ストレーナーとオイルパンを元通りに組み付けします。
その後、一番最初に排出した同量のATFを補充します。
この補充を【初期補充】と言います。
初期補充はドレンアウト方式でATFを1回交換したことと同じです。
補充する新品ATFは決して無駄にはならず、この後の圧送交換によるプレ洗浄前の洗浄効果があります。
初期補充が済みましたので、ランクル200専用圧送交換アタッチメントを装着します。
トルコン太郎のホースをつないで圧送交換の準備完了!
エンジン始動します。
トルコン太郎をつないだ状態でエンジンを始動すると、AT内部に流れているATFが真ん中のモニターへ流れ込んできます。
全量10.4リットルに対し、初期補充は5.5リットル。
ATF約半分の入れ替え後の状態です。
左のボトルは最初に採取した廃油です。
比較すると多少きれいになっているのが確認できますが透明度は低いですね。
街のカー用品店やGSで実施しているような単なるATF交換はここでおしまい。
オイルパン洗浄もしないでしょうから、もっと条件は悪くなるはずです。
それでも、全量の1/3~1/2を新油と入れ替えていますので、ATの変速フィーリングも体感できるほど良くなることがあります。
しかし、残念なことに半年もすれば元通り。
AT洗浄作業を省いていますので新油がすぐに劣化してしまうからです。
ご予算重視で、カー用品店はGSでの交換を選ぶのも自由。
ご予算をしっかりと組んでいただき、ATオイルパン洗浄とストレーナー交換、圧送交換によりATFを新品同様までの入れ替えを選ぶのも自由です。
ATF交換に対して、何をお求めになるのか。
ATのコンディション維持をお求めの場合には、オートサプライ鈴木へご相談ください。
さて、話がそれてしまいましたので作業に戻ります。
オイルパン洗浄・ストレーナー交換後の初期補充が済みATFを循環してAT内部をクリーニングしています。
クリーニングタイム終了後、1回目の圧送交換になります。
弊社でお受けしているATF交換はほとんどの場合で、プレ洗浄と最終交換の2回交換交換コースです。
---
■ **解くべき問題**
本文では、全量10.4リットルのATFに対して初期補充は何リットルとされていますか。

■ **記録**
---
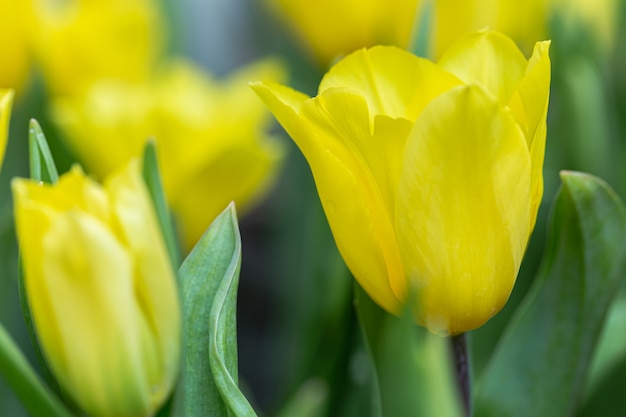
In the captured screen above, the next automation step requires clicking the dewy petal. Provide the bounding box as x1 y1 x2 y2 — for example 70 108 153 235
0 89 13 170
510 41 550 231
319 46 460 121
105 160 181 408
396 86 531 334
253 83 405 311
13 179 152 416
439 31 526 105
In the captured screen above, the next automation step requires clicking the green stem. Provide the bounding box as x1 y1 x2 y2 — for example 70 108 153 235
---
■ **完全な解答**
5.5リットルです。